→ **Required work**
(A) In the passage on living fences, reproduce word for word the stretch starting at "I’m looking for" and ending at "barrier of sorts.".
(B) Render this sentence from the passage on living fences into French: "Along the border of your property or garden, you first dig a one meter wide and one meter deep trench as your first deterrent."

→ **Text block**
I’m looking for recommedations for certain type of crop that might allow me to keep livestock out, but would not overrun crops near it? Anybody have some suggestions?
Here in Central Africa, rains are frequent and termites are in abundance, so cutting down trees for stick fences is simply not practical - they last only a few months. So, here at the CEFA experimental and training farm, we have researched several types of “living fences” and we have come up with this winner.
Along the border of your property or garden, you first dig a one meter wide and one meter deep trench as your first deterrent. Make sure you pile all the dirt from the trench on the inside of your garden or property making a triangular hill that slants into the trench - this being the second barrier of sorts.
Next, on the slanted side of the hill facing the trench, plant sisal plants, sometimes known as century cactus - the type that has nasty thorns on the leaf edges and tips. There are different varieties, but the large size is recommended so they need to be planted 1-2m from each other in a single row or in two rows, but staggered. This is your third and main part of the living fence.

→ **Raw records**
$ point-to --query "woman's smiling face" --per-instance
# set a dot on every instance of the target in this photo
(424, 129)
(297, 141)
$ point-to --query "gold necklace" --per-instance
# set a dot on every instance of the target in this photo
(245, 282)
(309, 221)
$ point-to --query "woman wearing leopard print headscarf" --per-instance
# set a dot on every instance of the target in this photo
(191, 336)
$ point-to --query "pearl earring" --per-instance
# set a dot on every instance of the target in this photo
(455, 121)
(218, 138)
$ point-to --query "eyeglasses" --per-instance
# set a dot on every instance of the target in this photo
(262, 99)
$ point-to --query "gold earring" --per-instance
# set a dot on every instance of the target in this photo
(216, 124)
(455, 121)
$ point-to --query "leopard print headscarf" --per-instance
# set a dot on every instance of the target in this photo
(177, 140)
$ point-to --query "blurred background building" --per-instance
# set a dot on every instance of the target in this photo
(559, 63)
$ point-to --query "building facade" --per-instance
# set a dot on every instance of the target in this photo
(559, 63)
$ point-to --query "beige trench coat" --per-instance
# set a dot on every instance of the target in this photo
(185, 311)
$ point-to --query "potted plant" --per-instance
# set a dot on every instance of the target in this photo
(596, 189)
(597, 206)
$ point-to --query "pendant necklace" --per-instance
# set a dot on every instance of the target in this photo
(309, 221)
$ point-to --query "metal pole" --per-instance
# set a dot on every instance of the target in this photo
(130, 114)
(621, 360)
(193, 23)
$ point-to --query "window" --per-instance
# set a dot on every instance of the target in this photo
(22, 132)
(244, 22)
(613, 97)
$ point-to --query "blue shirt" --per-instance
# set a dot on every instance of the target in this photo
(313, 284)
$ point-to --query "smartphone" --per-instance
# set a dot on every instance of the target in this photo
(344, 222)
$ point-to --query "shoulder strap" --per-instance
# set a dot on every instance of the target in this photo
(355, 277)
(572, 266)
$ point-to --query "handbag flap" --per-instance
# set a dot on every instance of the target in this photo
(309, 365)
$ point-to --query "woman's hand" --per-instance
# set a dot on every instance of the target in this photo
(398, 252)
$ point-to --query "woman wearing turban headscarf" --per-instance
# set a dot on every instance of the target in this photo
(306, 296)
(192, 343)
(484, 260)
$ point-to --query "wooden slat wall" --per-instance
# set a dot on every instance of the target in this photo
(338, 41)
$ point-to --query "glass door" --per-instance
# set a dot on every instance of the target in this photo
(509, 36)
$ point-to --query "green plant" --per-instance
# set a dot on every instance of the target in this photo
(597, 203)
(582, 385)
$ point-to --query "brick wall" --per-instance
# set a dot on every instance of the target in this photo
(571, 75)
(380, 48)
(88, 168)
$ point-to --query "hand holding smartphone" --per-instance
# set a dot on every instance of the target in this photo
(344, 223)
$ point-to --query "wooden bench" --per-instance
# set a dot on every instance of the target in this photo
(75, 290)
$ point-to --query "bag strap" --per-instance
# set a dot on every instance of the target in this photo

→ **Answers given**
(A)
I’m looking for recommedations for certain type of crop that might allow me to keep livestock out, but would not overrun crops near it? Anybody have some suggestions?
Here in Central Africa, rains are frequent and termites are in abundance, so cutting down trees for stick fences is simply not practical - they last only a few months. So, here at the CEFA experimental and training farm, we have researched several types of “living fences” and we have come up with this winner.
Along the border of your property or garden, you first dig a one meter wide and one meter deep trench as your first deterrent. Make sure you pile all the dirt from the trench on the inside of your garden or property making a triangular hill that slants into the trench - this being the second barrier of sorts.

(B) Le long de la limite de votre propriété ou de votre jardin, vous creusez d'abord une tranchée d'un mètre de large et d'un mètre de profondeur comme premier moyen de dissuasion.